◆ Yapılacak İş ◆
Aşağıdaki öğelerde "with" sözcüğünü içeren kaç satır olduğunu sayın ve yalnızca bu sayıyı yazın.
§
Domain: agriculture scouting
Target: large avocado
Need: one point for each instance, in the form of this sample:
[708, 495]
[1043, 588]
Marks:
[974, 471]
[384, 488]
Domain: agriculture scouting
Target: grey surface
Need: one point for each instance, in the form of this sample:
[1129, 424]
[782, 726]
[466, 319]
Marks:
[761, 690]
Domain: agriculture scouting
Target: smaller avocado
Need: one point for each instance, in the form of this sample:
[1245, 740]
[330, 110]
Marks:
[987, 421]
§
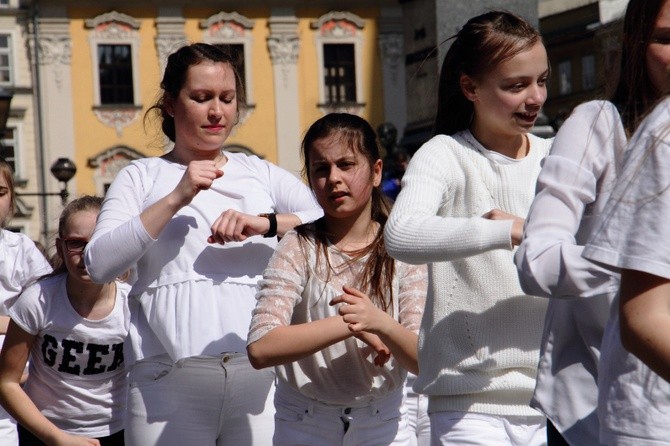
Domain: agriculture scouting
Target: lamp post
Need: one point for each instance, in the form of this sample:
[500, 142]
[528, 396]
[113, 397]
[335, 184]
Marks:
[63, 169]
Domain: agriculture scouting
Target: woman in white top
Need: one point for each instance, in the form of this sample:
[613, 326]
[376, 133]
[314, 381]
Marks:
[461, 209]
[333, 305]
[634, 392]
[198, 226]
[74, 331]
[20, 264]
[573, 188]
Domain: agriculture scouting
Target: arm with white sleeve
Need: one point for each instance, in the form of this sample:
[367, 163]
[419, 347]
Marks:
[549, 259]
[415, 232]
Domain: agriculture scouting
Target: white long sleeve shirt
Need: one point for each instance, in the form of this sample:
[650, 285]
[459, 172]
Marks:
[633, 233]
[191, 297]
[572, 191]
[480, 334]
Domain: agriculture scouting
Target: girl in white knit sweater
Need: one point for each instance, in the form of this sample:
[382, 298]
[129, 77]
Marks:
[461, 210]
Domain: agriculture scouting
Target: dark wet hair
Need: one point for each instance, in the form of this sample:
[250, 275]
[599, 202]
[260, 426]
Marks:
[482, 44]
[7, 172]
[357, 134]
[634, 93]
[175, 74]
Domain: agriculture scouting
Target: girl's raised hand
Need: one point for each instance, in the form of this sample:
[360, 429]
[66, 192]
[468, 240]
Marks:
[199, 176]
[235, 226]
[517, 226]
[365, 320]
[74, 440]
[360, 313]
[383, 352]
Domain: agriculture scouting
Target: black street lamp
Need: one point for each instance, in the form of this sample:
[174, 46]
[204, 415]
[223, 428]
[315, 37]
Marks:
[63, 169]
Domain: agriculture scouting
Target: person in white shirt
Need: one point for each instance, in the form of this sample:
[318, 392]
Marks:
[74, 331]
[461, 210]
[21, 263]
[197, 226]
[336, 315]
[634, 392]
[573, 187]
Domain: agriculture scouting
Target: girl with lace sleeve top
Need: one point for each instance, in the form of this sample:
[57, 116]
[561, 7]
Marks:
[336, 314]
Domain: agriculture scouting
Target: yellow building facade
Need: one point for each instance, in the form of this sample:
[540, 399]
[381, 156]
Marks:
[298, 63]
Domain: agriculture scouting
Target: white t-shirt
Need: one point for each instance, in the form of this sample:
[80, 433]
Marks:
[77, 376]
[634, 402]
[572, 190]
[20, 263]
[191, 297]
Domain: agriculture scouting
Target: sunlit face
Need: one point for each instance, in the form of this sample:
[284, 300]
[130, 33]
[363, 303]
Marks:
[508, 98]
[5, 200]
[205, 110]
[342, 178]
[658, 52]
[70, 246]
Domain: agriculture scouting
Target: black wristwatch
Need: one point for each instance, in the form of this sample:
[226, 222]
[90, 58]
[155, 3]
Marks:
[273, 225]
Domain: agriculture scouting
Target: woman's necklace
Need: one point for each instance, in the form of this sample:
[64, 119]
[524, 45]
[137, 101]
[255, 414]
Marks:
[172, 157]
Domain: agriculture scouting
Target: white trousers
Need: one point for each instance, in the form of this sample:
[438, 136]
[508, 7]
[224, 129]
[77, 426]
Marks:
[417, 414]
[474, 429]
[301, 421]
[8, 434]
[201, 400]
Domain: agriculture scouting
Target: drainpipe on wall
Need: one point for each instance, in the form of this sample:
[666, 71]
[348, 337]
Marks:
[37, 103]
§
◆ Tamamlanmış Alıştırma ◆
2